PROBLEM: Once the line with "Target: silver ring" is found in the entries below, print it and each following line exactly, stopping after the line with "Target: thumb"; print nothing else.

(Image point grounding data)
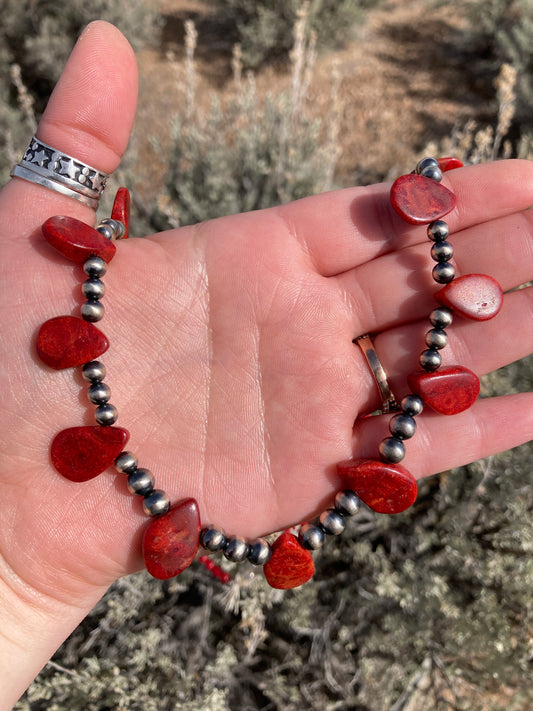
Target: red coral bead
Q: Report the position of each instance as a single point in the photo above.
(171, 541)
(121, 210)
(81, 453)
(449, 163)
(67, 341)
(382, 486)
(290, 565)
(76, 240)
(420, 200)
(475, 296)
(450, 390)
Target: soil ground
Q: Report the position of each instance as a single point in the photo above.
(403, 85)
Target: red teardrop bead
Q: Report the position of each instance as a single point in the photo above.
(67, 341)
(81, 453)
(76, 240)
(449, 163)
(290, 565)
(382, 486)
(475, 296)
(171, 541)
(450, 390)
(121, 209)
(420, 200)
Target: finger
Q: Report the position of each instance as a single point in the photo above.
(89, 116)
(480, 346)
(346, 228)
(399, 287)
(490, 426)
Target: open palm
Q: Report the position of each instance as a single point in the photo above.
(231, 360)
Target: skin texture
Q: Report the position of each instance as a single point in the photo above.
(231, 360)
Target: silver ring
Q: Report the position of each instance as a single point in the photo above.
(44, 165)
(388, 401)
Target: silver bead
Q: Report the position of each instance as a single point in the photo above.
(347, 502)
(402, 426)
(92, 311)
(441, 317)
(157, 503)
(426, 162)
(311, 536)
(106, 414)
(392, 450)
(236, 549)
(412, 405)
(212, 539)
(259, 551)
(432, 172)
(141, 482)
(106, 231)
(438, 231)
(126, 462)
(93, 289)
(442, 251)
(94, 371)
(95, 267)
(436, 339)
(430, 360)
(99, 393)
(443, 273)
(332, 522)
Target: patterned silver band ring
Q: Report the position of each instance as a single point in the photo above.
(42, 161)
(18, 171)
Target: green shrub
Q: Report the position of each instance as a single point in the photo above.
(264, 27)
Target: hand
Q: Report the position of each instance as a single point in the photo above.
(231, 360)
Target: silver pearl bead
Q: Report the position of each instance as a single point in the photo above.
(441, 317)
(157, 503)
(95, 267)
(426, 162)
(92, 311)
(430, 360)
(99, 393)
(212, 539)
(443, 273)
(412, 405)
(392, 450)
(259, 552)
(106, 231)
(106, 414)
(126, 463)
(93, 289)
(436, 339)
(141, 482)
(311, 536)
(332, 522)
(432, 172)
(347, 502)
(236, 549)
(402, 426)
(438, 231)
(94, 371)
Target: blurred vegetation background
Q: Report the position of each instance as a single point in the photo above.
(246, 104)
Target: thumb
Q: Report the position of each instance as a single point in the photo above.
(89, 117)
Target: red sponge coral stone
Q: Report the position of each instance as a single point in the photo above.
(76, 240)
(171, 541)
(290, 565)
(67, 341)
(81, 453)
(449, 390)
(382, 486)
(420, 200)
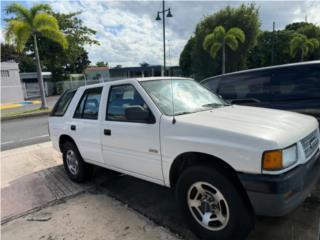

RESPONSE:
Target: silver ring
Q: Report the position of each instance as a single point in the photo above.
(44, 165)
(388, 401)
Target: silver bead
Q: Report the position of each instance as a single point in the photo above.
(347, 502)
(402, 426)
(92, 311)
(441, 317)
(157, 503)
(426, 162)
(311, 536)
(106, 414)
(392, 450)
(236, 549)
(412, 405)
(212, 539)
(259, 551)
(432, 172)
(141, 482)
(106, 231)
(438, 231)
(126, 462)
(93, 289)
(442, 251)
(94, 371)
(95, 267)
(436, 339)
(430, 360)
(99, 393)
(443, 273)
(332, 522)
Target: patterned silver band ring
Q: Report the position of each instance as a single point in the photo above.
(42, 161)
(18, 171)
Target: green shrub
Q: Report the position of each instance as a single point in the photo above.
(264, 27)
Target: hand
Q: Report the position of each instance as a single point in the photo above.
(231, 360)
Target: silver pearl bead
Q: Report the position of each instance as a single point in the photo above.
(441, 317)
(157, 503)
(95, 267)
(426, 162)
(92, 311)
(430, 360)
(99, 393)
(212, 539)
(443, 273)
(412, 405)
(392, 450)
(259, 552)
(106, 231)
(106, 414)
(126, 463)
(93, 289)
(436, 339)
(141, 482)
(311, 536)
(332, 522)
(432, 172)
(347, 502)
(236, 549)
(402, 426)
(438, 231)
(94, 371)
Target: blurred vegetation background
Q: Report the position of each instance as a single point in the photo above.
(246, 104)
Target: thumb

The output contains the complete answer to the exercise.